WRITTEN PROBLEM:
In the entries that follow, identify the line containing "Task: locate the white wooden" and return it together with all later lines, exactly as they appear.

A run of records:
^^^^^^^^

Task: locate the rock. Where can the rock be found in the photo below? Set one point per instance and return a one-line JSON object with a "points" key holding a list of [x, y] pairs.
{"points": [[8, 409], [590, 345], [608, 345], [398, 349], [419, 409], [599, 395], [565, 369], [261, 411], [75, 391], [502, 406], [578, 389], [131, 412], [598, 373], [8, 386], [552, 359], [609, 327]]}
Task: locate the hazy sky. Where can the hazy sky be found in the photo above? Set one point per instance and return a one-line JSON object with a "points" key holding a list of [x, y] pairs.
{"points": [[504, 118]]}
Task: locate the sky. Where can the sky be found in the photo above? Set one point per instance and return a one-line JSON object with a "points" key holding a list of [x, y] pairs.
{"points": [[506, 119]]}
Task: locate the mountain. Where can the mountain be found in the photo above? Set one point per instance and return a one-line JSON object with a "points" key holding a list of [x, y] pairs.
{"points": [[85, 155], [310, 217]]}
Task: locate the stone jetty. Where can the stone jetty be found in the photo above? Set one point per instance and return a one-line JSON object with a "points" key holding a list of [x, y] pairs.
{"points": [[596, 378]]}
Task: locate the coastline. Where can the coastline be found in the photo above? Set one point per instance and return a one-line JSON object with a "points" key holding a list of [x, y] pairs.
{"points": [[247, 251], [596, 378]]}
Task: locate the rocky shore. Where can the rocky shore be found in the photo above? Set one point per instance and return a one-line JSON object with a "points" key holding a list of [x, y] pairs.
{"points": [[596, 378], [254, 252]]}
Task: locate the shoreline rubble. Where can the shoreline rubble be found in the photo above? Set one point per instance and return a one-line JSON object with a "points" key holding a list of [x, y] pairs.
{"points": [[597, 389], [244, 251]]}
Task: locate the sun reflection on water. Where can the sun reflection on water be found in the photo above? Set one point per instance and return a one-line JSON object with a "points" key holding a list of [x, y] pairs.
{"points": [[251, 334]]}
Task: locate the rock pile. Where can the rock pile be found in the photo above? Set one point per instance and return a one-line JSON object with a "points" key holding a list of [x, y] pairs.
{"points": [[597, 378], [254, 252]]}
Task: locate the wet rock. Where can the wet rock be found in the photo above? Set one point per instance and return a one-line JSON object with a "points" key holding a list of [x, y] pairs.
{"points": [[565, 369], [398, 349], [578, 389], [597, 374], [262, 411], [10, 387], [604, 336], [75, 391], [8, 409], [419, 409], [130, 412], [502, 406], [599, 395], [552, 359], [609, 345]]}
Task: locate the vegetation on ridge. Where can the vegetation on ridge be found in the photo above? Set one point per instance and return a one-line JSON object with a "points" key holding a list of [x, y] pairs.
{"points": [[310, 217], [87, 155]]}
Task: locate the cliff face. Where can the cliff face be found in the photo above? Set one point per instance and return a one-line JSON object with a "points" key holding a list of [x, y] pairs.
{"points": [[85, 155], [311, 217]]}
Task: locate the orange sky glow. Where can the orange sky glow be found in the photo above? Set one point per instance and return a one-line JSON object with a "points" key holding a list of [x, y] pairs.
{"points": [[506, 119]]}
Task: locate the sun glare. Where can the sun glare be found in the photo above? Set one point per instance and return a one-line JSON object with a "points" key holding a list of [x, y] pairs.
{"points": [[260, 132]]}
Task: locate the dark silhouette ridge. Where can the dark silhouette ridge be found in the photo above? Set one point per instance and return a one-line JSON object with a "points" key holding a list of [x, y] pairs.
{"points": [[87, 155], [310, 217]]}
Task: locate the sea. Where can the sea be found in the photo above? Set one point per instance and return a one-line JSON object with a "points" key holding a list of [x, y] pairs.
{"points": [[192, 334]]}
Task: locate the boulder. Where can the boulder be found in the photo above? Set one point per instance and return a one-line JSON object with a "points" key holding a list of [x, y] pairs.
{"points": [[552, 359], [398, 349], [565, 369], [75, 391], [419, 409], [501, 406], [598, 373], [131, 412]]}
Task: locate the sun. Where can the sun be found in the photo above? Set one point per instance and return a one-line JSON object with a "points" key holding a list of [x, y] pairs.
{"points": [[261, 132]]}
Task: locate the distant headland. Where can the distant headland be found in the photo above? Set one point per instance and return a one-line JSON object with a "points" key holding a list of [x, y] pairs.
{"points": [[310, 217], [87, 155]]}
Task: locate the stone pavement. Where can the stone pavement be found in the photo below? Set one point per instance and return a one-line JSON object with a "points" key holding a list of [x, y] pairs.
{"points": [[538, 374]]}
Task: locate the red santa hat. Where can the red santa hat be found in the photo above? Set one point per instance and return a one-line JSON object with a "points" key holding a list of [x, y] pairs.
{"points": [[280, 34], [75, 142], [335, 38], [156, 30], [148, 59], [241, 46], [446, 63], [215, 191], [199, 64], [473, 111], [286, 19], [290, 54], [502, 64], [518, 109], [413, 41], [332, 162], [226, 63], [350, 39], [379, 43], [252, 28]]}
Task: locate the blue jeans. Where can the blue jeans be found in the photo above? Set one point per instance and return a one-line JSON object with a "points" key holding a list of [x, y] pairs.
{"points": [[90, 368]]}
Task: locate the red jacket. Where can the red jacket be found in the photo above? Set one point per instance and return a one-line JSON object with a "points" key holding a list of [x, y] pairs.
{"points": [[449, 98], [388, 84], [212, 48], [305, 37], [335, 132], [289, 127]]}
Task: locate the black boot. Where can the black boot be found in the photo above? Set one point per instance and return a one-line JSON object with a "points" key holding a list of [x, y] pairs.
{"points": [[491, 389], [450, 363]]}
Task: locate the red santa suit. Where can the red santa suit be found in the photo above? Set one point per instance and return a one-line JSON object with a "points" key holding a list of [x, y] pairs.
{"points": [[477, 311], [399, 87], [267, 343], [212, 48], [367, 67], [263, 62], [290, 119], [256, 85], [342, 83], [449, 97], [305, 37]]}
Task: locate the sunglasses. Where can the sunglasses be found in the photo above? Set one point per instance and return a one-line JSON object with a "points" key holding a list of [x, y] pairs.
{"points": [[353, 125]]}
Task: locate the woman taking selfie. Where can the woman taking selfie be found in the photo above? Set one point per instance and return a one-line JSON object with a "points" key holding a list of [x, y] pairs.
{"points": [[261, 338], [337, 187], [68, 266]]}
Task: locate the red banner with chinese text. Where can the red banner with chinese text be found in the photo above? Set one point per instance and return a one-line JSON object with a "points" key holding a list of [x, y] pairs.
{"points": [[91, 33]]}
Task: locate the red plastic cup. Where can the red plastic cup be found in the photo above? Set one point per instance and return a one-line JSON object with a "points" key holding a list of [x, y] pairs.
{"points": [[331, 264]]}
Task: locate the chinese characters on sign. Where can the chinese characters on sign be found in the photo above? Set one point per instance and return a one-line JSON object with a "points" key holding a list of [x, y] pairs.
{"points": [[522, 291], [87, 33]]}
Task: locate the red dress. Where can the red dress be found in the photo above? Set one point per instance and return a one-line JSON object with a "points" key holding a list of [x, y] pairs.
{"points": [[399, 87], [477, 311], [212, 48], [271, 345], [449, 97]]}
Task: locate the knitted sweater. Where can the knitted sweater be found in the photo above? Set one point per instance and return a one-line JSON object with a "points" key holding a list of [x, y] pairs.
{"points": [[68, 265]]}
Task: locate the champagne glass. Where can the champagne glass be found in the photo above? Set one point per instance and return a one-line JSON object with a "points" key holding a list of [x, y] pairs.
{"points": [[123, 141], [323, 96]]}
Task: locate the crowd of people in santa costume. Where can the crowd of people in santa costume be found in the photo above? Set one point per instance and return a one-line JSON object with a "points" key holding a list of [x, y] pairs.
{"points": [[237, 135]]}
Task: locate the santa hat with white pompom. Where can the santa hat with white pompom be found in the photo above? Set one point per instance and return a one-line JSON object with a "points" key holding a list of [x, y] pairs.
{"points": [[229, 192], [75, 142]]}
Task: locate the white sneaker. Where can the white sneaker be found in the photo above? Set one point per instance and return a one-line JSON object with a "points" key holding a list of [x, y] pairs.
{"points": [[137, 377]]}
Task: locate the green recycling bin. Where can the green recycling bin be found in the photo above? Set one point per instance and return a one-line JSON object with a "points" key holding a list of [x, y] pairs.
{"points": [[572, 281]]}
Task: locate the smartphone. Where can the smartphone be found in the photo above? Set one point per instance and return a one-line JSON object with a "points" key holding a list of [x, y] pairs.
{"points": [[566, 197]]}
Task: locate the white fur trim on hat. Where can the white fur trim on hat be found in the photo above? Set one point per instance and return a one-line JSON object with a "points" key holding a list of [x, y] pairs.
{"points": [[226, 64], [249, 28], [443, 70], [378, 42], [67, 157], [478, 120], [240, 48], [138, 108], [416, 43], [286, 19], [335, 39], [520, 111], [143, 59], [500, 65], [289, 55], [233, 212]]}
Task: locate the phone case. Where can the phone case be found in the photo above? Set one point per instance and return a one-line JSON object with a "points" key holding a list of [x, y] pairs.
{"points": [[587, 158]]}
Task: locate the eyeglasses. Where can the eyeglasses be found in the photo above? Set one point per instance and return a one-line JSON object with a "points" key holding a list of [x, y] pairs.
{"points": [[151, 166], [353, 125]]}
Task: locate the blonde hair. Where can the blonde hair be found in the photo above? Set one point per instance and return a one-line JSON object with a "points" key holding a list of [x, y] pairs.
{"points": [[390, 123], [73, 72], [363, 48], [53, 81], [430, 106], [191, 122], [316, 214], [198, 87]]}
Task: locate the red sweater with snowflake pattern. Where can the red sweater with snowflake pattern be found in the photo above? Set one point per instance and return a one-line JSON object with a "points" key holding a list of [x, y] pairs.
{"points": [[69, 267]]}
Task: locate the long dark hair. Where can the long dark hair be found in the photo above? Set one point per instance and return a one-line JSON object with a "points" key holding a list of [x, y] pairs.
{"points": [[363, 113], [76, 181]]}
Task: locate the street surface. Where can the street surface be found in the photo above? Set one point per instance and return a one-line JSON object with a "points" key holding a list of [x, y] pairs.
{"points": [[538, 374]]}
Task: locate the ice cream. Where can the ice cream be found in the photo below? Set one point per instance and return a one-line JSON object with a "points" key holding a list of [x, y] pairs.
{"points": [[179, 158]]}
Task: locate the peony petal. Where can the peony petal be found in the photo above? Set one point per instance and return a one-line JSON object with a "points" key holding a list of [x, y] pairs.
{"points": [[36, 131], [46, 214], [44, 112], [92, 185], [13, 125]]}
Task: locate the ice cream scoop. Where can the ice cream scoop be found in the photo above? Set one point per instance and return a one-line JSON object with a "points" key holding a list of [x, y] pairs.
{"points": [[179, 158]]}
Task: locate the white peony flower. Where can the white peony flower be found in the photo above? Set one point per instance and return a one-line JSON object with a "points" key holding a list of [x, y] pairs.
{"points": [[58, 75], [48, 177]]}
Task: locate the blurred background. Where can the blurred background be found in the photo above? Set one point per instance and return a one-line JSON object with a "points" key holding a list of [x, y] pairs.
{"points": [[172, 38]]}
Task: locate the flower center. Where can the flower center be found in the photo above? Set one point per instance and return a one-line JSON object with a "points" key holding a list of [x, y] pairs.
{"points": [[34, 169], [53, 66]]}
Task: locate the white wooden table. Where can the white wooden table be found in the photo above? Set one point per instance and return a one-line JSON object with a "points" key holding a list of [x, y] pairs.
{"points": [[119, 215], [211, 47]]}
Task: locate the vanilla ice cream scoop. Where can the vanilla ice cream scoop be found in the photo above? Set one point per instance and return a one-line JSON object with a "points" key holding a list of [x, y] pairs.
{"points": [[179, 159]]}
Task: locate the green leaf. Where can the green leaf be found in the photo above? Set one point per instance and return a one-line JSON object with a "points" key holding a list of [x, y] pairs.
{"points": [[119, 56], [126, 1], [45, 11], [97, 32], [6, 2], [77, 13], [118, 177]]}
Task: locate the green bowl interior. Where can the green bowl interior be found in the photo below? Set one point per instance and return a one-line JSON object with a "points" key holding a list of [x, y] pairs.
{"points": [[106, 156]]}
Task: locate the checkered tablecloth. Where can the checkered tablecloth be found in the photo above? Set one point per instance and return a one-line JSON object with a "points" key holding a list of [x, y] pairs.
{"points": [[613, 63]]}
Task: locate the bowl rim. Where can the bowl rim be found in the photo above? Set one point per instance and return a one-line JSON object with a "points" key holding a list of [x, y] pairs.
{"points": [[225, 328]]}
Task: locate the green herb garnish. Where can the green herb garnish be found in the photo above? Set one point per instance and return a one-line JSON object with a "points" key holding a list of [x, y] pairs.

^^^^^^^^

TASK ANSWER:
Task: locate the white wooden table. Where can the white wooden table be found in the photo above? Set one point per instance and return a one-line JSON object with a "points" key holding a list of [x, y] pairs.
{"points": [[119, 215], [211, 47]]}
Task: locate the vanilla ice cream scoop. Where can the vanilla ice cream scoop be found in the photo above? Set one point per instance and return a one-line JSON object with a "points" key holding a list of [x, y] pairs.
{"points": [[179, 159]]}
Task: locate the green leaf. Where can the green leaf be found in the photo above? Set one point per instance and return a one-line JSON object with a "points" key holding a list of [x, y] pairs.
{"points": [[119, 56], [126, 1], [45, 11], [97, 32], [6, 2], [77, 13], [118, 177]]}
Task: locate the green bowl interior. Where can the green bowl interior be found in the photo below? Set one point per instance and return a one-line JSON object with a "points" key holding a list of [x, y] pairs.
{"points": [[106, 156]]}
Task: locate the checkered tablecloth. Where can the checkered tablecloth be found in the photo above? Set one point per instance and return a one-line JSON object with a "points" key holding a list of [x, y] pairs.
{"points": [[613, 63]]}
Task: locate the bowl rim. Where can the bowl rim be found in the photo above? Set one point per instance and return a one-line JSON object with a "points" key holding a list of [x, y] pairs.
{"points": [[225, 328]]}
Task: locate the green herb garnish. Where can the green herb garnish be found in the photo above? Set one point per instance and return a one-line JSON object with a "points" key holding a list of [x, y] pairs.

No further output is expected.